_ACTIVITY:_
When you reach the line containing "on road the", begin copying exactly, and keep going through the last line of the records below, copying nothing before it.

_MATERIAL PROVIDED:_
>>>

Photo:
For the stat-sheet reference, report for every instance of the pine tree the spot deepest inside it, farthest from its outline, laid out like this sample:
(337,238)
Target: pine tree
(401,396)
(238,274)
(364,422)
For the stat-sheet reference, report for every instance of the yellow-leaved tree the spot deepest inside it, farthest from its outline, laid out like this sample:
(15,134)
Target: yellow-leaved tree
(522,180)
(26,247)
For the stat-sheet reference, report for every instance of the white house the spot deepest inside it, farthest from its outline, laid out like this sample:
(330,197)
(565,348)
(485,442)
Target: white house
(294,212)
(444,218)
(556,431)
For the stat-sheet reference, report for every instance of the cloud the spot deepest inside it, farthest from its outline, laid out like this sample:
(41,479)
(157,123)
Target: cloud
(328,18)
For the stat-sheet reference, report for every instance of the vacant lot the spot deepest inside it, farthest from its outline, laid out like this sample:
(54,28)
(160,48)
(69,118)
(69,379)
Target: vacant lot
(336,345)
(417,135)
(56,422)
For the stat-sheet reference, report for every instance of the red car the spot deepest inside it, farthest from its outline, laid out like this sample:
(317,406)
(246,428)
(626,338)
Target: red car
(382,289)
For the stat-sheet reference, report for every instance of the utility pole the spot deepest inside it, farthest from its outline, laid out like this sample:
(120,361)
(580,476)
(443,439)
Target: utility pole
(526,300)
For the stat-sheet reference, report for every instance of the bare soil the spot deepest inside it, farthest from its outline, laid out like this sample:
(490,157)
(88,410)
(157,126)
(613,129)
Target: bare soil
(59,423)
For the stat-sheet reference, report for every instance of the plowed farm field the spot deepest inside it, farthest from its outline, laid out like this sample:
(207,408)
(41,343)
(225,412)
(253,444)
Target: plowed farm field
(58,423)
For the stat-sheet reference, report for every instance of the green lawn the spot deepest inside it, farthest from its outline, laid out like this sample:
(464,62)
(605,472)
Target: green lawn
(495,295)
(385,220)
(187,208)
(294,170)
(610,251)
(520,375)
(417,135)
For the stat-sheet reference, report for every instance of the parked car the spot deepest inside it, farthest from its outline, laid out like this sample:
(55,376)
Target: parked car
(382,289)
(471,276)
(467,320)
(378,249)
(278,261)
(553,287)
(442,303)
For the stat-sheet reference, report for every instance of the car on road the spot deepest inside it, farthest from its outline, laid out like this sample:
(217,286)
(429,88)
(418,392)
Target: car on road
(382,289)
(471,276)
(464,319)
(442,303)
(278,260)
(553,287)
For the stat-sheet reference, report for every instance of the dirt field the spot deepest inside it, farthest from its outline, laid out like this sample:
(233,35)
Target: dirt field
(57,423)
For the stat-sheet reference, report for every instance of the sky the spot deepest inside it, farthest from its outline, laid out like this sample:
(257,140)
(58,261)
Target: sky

<<<

_ANSWER AREA:_
For the stat-sheet reference, report for every instance of the car on road the spot deepest inside it, farthest from its outline, laid out like this sample:
(217,286)
(429,88)
(418,392)
Target: car on road
(382,289)
(471,276)
(464,319)
(442,303)
(278,260)
(553,287)
For the stat-sheet reference, report for every instance of the dirt field the spot deepest inside it, farthest from its outline, laid out like this sample:
(233,35)
Target: dirt field
(57,423)
For the stat-sheet reference, report for every instance of the sky the spot deepest inside it, farthest from its outline, laid out like this sample:
(257,140)
(58,261)
Target: sky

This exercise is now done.